Page text:
—————

The storyline of the movie is definitely unconventional and Akshay’s serious acting, interspersed with a tinge of humour, is good. But the movie becomes a victim of its own image due to predictability and a hagiographic ode to the incumbent government.
Here are 10 points why the movie is not worth the hype around it:
1) We do not attempt to downplay the seriousness of ending open defecation and social activism for a change in the mindset of village folks, but ‘Toilet-Ek Prem Katha’ willingly forfeits its cinematic liberty and creative license to be a ruling party propaganda.
2) The movie is dedicated to PM Modi’s much touted and hugely ambitious ‘Swachh Bharat Abhiyan’ and there is a hyper exaggeration to portray Modi Ji’s flagship scheme as a magic bullet and something even greater than Mahatma Gandhi emphasising on cleanliness and eradication of social malaises afflicting the nation.
3) The movie sounds didactic and takes a sententious tone in the second half. The message that is given is: that people, not the government, are responsible for the lack of toilets. Sure, old regressive mindsets are a roadblock. But the movie attempts to not only absolve but glorify the government and put the entire onus on common citizens. We all know the state of public toilets in India, now who is to be blamed for that?
4) The movie gives a very skewed and unrealistic idea by projecting open defecation as solely a women-centric problem and befitting a selfless “aadarsh” nationalist, Akshay says in the movie that women themselves are to be blamed if they do not have access to toilets. So, the government is the benefactor of us all, might is always right and it is the people who are at fault. The fault, Dear public, is in your stars, not in the angelic and unblemished regime!
5) The movie blithely normalises stalking and pestering. Keshav clicks a picture of Jaya without her permission, and puts it on a poster in front of his cycle shop, of course without asking her. Because Bollywood has it ingrained in us that ‘Na Ka Matlab Haan’, and huh! asking for permission and consent is so sissy and unmanly. And certainly, that doesn’t go well with the macho image of ‘Khiladi Kumar’.
6) There is a preposterous scene in the movie in which the character of the Uttar Pradesh CM says that I will lock all toilets in government offices so that government officials realise the importance of toilets and work doubly hard to build toilets. Not kidding! And what the CM cites as inspiration for his inventive idea is even more interesting. He invokes Notebandi(Demonetization) as a proof that locking toilets would lead to more toilets in rural areas. The causality is extremely difficult to fathom. But anyways, slow claps! For a moment I was left pondering that whether demonetization is enough, or the campaign to build toilets would also be compared with other slogans like Skill India, Make In India — Now this can actually be used, Make(toilets) in India.

—————

Tasks to complete:
1. Could you reproduce the part of the movie review that begins at the words "2) The movie" and stops after "blamed for that?"?
2. How would you sum up the movie review in two sentences?

Supplied information:
—————

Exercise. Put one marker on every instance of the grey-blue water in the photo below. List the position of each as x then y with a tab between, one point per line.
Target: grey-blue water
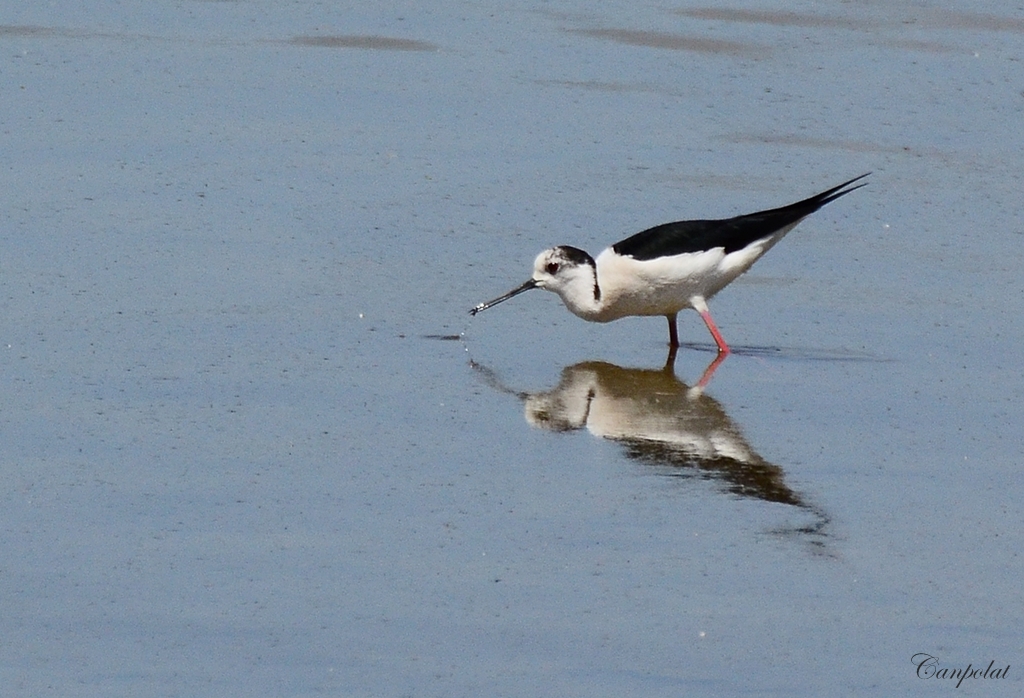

—————

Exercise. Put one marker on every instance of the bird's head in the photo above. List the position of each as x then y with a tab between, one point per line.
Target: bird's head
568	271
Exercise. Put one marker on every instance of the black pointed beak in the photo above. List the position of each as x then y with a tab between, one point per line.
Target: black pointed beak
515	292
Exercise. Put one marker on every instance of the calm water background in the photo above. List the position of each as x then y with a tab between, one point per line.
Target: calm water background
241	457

—————

Responses by task:
1.
2) The movie is dedicated to PM Modi’s much touted and hugely ambitious ‘Swachh Bharat Abhiyan’ and there is a hyper exaggeration to portray Modi Ji’s flagship scheme as a magic bullet and something even greater than Mahatma Gandhi emphasising on cleanliness and eradication of social malaises afflicting the nation.
3) The movie sounds didactic and takes a sententious tone in the second half. The message that is given is: that people, not the government, are responsible for the lack of toilets. Sure, old regressive mindsets are a roadblock. But the movie attempts to not only absolve but glorify the government and put the entire onus on common citizens. We all know the state of public toilets in India, now who is to be blamed for that?

2. The review credits 'Toilet-Ek Prem Katha' with an unconventional storyline and good acting from Akshay, but says the movie falls victim to predictability and a hagiographic ode to the incumbent government. Its points argue that the film serves as ruling party propaganda for PM Modi's 'Swachh Bharat Abhiyan', puts the onus for the lack of toilets on citizens rather than the government, projects open defecation as solely a women-centric problem, normalizes stalking, and includes a preposterous scene in which the Uttar Pradesh CM invokes demonetization to justify locking government office toilets.